• What is required:
Return each line of the records below verbatim, with no character added, dropped, or altered.

• Dataset extract:

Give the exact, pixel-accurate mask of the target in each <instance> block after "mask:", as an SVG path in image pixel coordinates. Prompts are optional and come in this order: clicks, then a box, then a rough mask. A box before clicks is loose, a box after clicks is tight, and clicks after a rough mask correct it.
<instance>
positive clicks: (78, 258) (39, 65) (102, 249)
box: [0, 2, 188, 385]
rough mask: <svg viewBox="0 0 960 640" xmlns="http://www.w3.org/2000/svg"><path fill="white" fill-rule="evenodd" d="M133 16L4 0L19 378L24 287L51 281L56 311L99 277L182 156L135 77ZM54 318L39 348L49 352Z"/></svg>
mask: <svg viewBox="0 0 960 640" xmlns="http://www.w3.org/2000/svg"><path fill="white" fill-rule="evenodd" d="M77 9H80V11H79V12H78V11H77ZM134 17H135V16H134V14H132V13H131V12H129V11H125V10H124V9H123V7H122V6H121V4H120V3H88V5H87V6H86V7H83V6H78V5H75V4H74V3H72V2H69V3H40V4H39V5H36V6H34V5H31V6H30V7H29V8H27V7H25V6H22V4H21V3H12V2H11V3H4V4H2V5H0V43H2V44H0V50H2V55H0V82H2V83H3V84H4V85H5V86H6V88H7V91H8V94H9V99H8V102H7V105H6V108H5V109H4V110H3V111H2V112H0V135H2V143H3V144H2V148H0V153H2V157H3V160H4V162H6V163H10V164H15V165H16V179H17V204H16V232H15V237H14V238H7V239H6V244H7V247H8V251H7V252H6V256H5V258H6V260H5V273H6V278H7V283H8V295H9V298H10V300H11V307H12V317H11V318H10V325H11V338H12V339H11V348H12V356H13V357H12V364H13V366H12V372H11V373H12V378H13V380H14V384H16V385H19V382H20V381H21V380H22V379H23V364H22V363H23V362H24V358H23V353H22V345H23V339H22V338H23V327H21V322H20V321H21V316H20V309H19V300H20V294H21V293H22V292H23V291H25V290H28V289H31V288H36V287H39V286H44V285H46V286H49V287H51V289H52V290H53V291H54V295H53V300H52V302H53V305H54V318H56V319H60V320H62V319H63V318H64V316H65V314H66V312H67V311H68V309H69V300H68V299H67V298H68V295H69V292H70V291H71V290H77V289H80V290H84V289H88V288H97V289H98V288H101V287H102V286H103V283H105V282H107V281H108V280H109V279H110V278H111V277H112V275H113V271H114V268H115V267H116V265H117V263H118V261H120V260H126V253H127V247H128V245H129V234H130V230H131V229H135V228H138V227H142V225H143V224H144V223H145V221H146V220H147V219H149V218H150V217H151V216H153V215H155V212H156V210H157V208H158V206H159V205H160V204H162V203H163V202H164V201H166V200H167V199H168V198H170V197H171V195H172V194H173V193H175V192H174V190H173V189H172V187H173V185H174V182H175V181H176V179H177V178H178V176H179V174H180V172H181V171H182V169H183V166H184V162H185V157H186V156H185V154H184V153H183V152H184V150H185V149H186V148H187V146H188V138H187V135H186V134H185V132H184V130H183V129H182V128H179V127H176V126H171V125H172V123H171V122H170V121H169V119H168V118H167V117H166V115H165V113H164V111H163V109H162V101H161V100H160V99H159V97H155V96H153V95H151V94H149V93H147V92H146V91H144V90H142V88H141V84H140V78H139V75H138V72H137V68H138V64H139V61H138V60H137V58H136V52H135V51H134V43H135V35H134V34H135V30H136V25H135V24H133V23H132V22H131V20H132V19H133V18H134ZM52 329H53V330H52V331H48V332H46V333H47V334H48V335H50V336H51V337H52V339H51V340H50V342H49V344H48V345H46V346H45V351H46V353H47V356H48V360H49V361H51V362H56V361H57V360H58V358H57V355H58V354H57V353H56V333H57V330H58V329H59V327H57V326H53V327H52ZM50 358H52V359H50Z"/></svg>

• Completed exercise:
Give the exact, pixel-accurate mask of the target in each <instance> block after "mask:", as an SVG path in image pixel coordinates. Prompts are optional and come in this order: clicks, then a box, then a rough mask. A box before clicks is loose, a box after clicks is tight, and clicks after a rough mask correct it.
<instance>
positive clicks: (78, 258) (39, 65) (102, 249)
box: [0, 2, 188, 385]
rough mask: <svg viewBox="0 0 960 640" xmlns="http://www.w3.org/2000/svg"><path fill="white" fill-rule="evenodd" d="M133 16L4 0L19 378L24 287L51 281L56 311L99 277L182 156L135 77ZM54 318L39 348L49 352Z"/></svg>
mask: <svg viewBox="0 0 960 640" xmlns="http://www.w3.org/2000/svg"><path fill="white" fill-rule="evenodd" d="M77 9H80V11H79V12H78V11H77ZM134 17H135V16H134V14H132V13H131V12H129V11H125V10H124V9H123V7H122V6H121V4H120V3H88V5H87V6H86V7H83V6H78V5H75V4H74V3H72V2H69V3H40V4H39V5H36V6H34V5H31V6H30V7H29V8H27V7H25V6H22V4H21V3H12V2H11V3H4V4H2V5H0V43H2V44H0V50H2V55H0V82H2V83H3V84H4V85H5V86H6V88H7V91H8V94H9V99H8V102H7V105H6V108H5V109H4V110H3V111H2V112H0V135H2V143H3V144H2V148H0V153H2V157H3V160H4V162H6V163H10V164H15V165H16V179H17V204H16V232H15V237H14V238H7V239H6V244H7V247H8V251H7V252H6V256H5V258H6V260H5V273H6V278H7V283H8V295H9V298H10V300H11V307H12V317H11V318H10V325H11V338H12V339H11V348H12V356H13V357H12V364H13V366H12V372H11V373H12V378H13V380H14V384H16V385H19V382H20V381H21V380H22V379H23V364H22V363H23V362H24V358H23V353H22V345H23V339H22V338H23V327H21V322H20V321H21V316H20V309H19V300H20V294H21V293H22V292H23V291H25V290H28V289H31V288H36V287H39V286H44V285H46V286H49V287H51V289H52V290H53V291H54V295H53V300H52V302H53V305H54V318H56V319H60V320H62V319H63V318H64V316H65V314H66V312H67V311H68V309H69V300H68V299H67V298H68V295H69V292H70V291H71V290H77V289H80V290H84V289H88V288H97V289H98V288H101V287H102V286H103V283H105V282H107V281H108V280H109V279H110V278H111V277H112V275H113V271H114V268H115V267H116V265H117V263H118V261H120V260H126V253H127V247H128V245H129V234H130V230H131V229H135V228H138V227H142V225H143V224H144V223H145V221H146V220H147V219H149V218H150V217H151V216H153V215H155V212H156V210H157V208H158V206H159V205H160V204H162V203H163V202H164V201H166V200H167V199H168V198H170V197H171V195H172V194H173V193H175V192H174V190H173V189H172V187H173V185H174V182H175V181H176V179H177V178H178V176H179V174H180V172H181V171H182V169H183V166H184V162H185V157H186V156H185V154H184V153H183V152H184V150H185V149H186V148H187V146H188V138H187V135H186V134H185V132H184V130H183V129H182V128H179V127H176V126H171V125H172V123H171V122H170V121H169V119H168V118H167V117H166V115H165V113H164V111H163V109H162V101H161V100H160V99H159V97H155V96H153V95H151V94H149V93H147V92H146V91H144V90H142V88H141V84H140V78H139V75H138V72H137V68H138V64H139V61H138V60H137V58H136V52H135V51H134V43H135V35H134V34H135V30H136V25H135V24H133V23H132V22H131V20H132V19H133V18H134ZM52 329H53V330H52V331H48V332H46V333H47V334H48V335H50V336H51V337H52V339H51V340H50V342H49V344H48V345H46V346H45V351H46V353H47V356H48V360H49V361H51V362H56V361H57V360H58V358H57V355H58V354H57V353H56V333H57V330H58V329H59V327H57V326H53V327H52ZM50 358H52V359H50Z"/></svg>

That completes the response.